| Problem statement |
Please write out exactly the lines of the data below from the line holding "of the autumn" through the line holding "of the couple", and leave out the rest.

| Raw data |
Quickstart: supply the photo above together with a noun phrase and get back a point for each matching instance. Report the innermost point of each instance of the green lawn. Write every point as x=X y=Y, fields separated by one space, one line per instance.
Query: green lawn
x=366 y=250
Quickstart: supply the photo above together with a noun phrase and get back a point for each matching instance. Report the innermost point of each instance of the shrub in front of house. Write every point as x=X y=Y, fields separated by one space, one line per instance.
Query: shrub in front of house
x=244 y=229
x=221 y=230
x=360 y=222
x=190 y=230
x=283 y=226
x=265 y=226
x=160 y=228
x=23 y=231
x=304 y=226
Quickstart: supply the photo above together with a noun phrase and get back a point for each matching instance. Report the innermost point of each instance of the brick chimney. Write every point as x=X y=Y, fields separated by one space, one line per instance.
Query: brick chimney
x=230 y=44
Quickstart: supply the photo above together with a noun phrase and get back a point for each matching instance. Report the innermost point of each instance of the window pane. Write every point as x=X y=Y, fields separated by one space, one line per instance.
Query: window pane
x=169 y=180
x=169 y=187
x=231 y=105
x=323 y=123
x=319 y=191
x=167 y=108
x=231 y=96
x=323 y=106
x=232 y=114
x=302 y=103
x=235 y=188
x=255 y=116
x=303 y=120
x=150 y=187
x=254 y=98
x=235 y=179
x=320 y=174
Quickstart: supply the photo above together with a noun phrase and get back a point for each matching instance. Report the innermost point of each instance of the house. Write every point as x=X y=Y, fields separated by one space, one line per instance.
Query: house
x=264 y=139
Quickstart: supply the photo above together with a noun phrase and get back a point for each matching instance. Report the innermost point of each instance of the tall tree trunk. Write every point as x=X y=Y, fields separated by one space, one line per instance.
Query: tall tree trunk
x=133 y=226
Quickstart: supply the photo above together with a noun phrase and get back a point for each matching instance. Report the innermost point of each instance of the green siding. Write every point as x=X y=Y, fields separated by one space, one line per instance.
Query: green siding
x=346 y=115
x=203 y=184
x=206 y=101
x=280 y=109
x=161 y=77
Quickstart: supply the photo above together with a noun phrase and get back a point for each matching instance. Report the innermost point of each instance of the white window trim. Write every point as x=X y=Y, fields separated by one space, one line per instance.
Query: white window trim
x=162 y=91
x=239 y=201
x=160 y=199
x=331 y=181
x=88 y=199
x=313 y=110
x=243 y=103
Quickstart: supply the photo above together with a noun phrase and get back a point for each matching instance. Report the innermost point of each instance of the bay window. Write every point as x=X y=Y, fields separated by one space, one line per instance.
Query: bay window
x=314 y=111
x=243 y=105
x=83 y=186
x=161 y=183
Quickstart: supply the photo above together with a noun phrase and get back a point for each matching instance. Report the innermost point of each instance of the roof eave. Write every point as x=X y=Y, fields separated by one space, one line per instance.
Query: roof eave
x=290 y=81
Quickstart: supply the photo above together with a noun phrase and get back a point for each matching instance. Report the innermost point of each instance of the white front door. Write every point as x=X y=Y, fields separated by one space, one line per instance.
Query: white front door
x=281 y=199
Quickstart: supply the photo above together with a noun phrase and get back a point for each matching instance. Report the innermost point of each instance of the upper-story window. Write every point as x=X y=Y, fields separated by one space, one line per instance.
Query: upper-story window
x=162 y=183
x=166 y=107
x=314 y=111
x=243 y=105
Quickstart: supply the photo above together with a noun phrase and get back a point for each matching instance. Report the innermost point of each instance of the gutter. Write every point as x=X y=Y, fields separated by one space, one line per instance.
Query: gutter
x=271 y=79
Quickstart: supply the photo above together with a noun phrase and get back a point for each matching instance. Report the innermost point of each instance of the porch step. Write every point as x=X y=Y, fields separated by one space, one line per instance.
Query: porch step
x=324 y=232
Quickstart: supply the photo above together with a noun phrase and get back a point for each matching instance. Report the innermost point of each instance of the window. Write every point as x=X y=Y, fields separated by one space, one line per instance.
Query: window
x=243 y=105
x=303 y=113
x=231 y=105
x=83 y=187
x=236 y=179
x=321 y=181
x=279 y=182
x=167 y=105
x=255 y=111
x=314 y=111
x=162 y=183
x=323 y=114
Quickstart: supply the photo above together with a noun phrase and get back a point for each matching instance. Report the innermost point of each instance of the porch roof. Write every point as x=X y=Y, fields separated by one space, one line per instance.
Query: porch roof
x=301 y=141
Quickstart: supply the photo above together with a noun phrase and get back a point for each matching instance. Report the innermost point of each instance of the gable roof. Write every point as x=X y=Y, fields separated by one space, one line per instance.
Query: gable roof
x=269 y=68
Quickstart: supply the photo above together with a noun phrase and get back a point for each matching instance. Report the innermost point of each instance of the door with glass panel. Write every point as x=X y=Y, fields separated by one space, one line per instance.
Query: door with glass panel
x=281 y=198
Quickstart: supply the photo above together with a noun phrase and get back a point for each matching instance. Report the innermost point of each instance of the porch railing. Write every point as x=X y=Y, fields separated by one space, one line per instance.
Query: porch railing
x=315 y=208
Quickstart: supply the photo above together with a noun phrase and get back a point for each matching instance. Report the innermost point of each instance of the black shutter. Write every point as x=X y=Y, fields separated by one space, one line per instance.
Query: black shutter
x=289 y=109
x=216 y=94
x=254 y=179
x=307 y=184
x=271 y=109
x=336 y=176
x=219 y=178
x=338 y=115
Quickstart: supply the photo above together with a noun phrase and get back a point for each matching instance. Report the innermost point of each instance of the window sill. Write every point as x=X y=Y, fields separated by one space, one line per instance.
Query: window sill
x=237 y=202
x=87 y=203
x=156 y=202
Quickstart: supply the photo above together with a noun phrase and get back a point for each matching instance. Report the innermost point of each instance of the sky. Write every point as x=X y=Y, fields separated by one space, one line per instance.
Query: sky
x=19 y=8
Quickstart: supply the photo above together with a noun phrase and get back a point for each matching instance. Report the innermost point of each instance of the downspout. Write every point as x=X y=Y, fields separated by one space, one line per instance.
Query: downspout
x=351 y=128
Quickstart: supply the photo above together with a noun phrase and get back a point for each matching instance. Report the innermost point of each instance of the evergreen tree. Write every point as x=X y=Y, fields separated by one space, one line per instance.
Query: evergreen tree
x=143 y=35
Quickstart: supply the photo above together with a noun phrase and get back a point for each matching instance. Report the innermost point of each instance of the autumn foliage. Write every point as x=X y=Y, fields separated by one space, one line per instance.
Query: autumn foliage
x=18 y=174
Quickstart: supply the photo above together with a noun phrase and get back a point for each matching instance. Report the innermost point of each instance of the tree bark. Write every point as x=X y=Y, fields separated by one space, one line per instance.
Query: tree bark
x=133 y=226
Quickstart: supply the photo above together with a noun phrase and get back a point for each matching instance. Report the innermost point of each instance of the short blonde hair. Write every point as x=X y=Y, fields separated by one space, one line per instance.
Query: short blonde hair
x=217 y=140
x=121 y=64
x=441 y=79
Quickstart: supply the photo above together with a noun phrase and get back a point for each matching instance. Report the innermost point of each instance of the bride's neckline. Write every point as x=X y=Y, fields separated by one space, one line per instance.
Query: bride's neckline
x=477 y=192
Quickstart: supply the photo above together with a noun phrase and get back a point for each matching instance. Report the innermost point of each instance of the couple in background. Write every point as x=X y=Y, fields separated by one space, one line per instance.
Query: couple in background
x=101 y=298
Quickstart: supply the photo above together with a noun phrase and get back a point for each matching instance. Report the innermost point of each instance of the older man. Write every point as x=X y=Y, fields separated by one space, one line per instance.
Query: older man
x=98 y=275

| Worked solution |
Quickstart: supply the photo above together with a noun phrase and get back a point for each matching instance. Report the innermost point of each instance of the autumn foliage. Write every point as x=X y=Y, fields separated by one space, one line per instance.
Query: autumn foliage
x=18 y=174
Quickstart: supply the photo above together with a noun phrase and get back a point for each matching instance. Report the innermost point of each instance of the tree bark. Write every point as x=X y=Y, fields separated by one space, one line per instance.
Query: tree bark
x=133 y=226
Quickstart: supply the photo above together with a noun phrase and get back a point for each matching instance. Report the innermost point of each instance of the short blonde hair. Write every point as x=X y=Y, fields separated by one space, one line per instance.
Query: short blonde hair
x=217 y=140
x=121 y=64
x=441 y=79
Quickstart: supply the photo above together with a noun phrase and get back a point for each matching instance. Report the innermost point of each instance of the bride's neckline. Write every point as x=X y=Y, fields separated by one space, one line per instance.
Query: bride's neckline
x=477 y=192
Quickstart: supply the photo above together with a noun phrase and get back a point for each matching instance. Report the innermost point of each instance of the couple in background. Write every point as x=X y=Y, fields separated by one space, one line per instance.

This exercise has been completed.